===== Reading text
Move to Recommit Also Voted Down.
In the End Only a Few Republicans Vote With the Democrats.
Washington, March 1.—The last day of the struggle over the Puerto Rico tariff bill in the house opened at 11 o'clock, with almost every member in his seat and a large attendance in the galleries. The leaders on both sides were actively engaged in rallying their forces and making computations upon the final vote. Immediately after the reading of the journal, the clerk began reading the bill for amendment under the five minute rule.
When Section 3 was read, Mr. Payne, chairman of the ways and means committee, offered a substitute for that section, making the rate of duty 15 per cent of the duties which are required to be levied, collected and paid upon like articles of merchandise imported from foreign countries.
Mr. Berry (Ky.) said the amendment proposed petty instead of grand larceny of the people of Porto Rico. He ridiculed the laborious debate over the question of what the "United States" meant under the Constitution. If this country had been called "Columbia" instead of the "United States," 200 pages of the Congressional Record could have been eliminated. No one would have had the hardihood to contend then that the Constitution did not extend over every foot of our soil.
The bill was opposed in short speeches by Mr. De Armond (Mo.), Mr. Fitzgerald (Mass.), and Mr. Otey (Va.), and defended by Mr. Grow (Pa.), Mr. Graff (Ills.), Mr. Bromwell (O.), who had hitherto opposed the measure, and Mr. Grosvenor (O.). The Payne amendment was adopted without division.
Mr. Payne offered the additional section agreed upon at the conference of Republicans on Monday night as follows:
"This act shall be taken and held to be provisional in its purpose and intended to meet a pressing, present need for revenue for the island of Puerto Rico, and shall not continue in force after March 1, 1902."
Mr. Powers (Vt.), Mr. Sibley (Pa.), Mr. Tompkins (N. Y.), and Mr. Hepburn (Ia.) spoke in behalf of the bill. Mr. Payne's amendment was agreed to without division.
Mr. Payne offered a preamble to the bill reciting the serious condition of affairs in the island and it was adopted on a rising vote of 163 yeas to 151 nays.
At 3 o'clock, Mr. McCall (Mass.) on behalf of the minority offered as a substitute the bill for free trade with Porto Rico, originally introduced by Mr. Payne and the yeas and nays were ordered.
The substitute was defeated, 159 yeas to 175 nays.
The Republicans who voted with the Democrats for the adoption of the substitute were Heatwole (Minn.), Littlefield (Me.), Lorimer (Ills.), McCall (Mass.), Crumpacker (Ind.). The Democrats who voted with the Republicans against the substitute were Davey and Meyer (La.), Sibley (Pa.), and Devries (Cal.).
A motion was then made to recommit the Porto Rican bill to the ways and means committee, but it was lost, 162 to 172.
WHY THEY OBJECT.
Porto Ricans Call It Unfair to Treat Them Worse Than a British Province.
==========
Stated problem 1 -> Summarize the news report on the Puerto Rico tariff bill in two sentences.
Stated problem 2 -> According to the news report on the Puerto Rico tariff bill, what did Mr. Berry say Mr. Payne's amendment proposed?
Stated problem 3 -> From the news report on the Puerto Rico tariff bill, reproduce the passage that opens with the words containing "Mr. Payne offered a" and closes with "to 151 nays.".
The material that follows has no connection to the news report.
===== Record extracts
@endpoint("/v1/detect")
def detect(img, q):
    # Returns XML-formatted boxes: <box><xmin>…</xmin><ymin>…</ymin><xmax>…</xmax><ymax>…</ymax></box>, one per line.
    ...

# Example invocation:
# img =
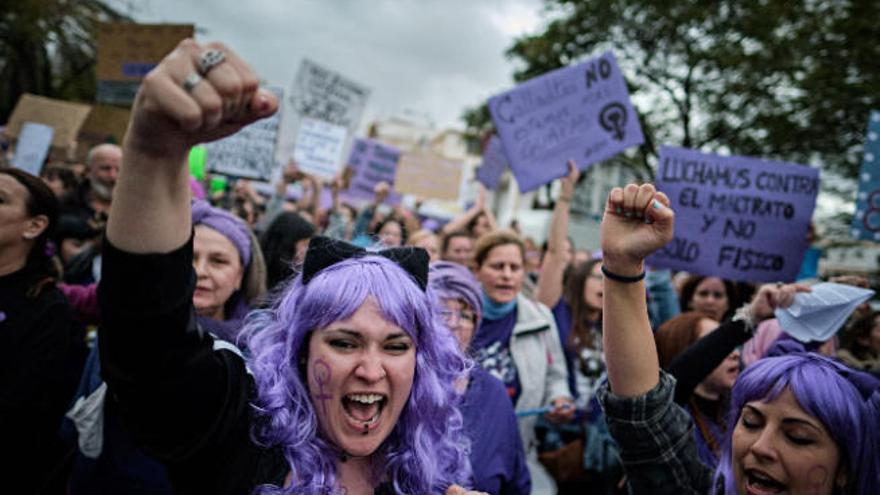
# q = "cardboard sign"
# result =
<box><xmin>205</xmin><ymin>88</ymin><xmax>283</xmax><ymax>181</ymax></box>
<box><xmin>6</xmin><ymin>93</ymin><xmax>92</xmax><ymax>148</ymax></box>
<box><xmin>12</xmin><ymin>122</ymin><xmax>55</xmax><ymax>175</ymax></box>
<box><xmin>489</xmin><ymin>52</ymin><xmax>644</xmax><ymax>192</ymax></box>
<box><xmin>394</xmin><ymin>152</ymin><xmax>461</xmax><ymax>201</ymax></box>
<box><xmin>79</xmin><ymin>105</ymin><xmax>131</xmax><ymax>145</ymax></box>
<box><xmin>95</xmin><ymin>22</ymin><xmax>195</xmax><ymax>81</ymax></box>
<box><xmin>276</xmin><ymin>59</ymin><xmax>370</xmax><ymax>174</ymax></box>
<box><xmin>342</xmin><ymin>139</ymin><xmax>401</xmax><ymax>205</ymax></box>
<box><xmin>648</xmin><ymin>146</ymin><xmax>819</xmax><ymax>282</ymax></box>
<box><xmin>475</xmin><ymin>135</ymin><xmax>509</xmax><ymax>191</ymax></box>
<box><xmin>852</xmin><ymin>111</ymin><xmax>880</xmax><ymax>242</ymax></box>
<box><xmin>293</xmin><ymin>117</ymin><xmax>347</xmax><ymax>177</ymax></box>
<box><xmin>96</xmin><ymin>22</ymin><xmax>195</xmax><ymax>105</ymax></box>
==========
===== Record extracts
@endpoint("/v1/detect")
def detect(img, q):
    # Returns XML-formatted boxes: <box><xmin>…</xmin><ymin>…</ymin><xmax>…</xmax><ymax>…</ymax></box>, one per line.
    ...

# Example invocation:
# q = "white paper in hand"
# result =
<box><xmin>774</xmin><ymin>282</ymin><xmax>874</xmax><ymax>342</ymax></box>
==========
Solution 1 -> On the last day of the House struggle over the Puerto Rico tariff bill, Mr. Payne's substitute setting the duty at 15 per cent of the duties levied on like foreign imports and his section making the act provisional until March 1, 1902, were both adopted without division, and his preamble passed 163 to 151. A minority substitute for free trade with Porto Rico, offered by Mr. McCall, was defeated 159 to 175, and a motion to recommit the bill to the ways and means committee was lost 162 to 172.

Solution 2 -> He said it proposed petty instead of grand larceny of the people of Porto Rico.

Solution 3 ->
Mr. Payne offered a preamble to the bill reciting the serious condition of affairs in the island and it was adopted on a rising vote of 163 yeas to 151 nays.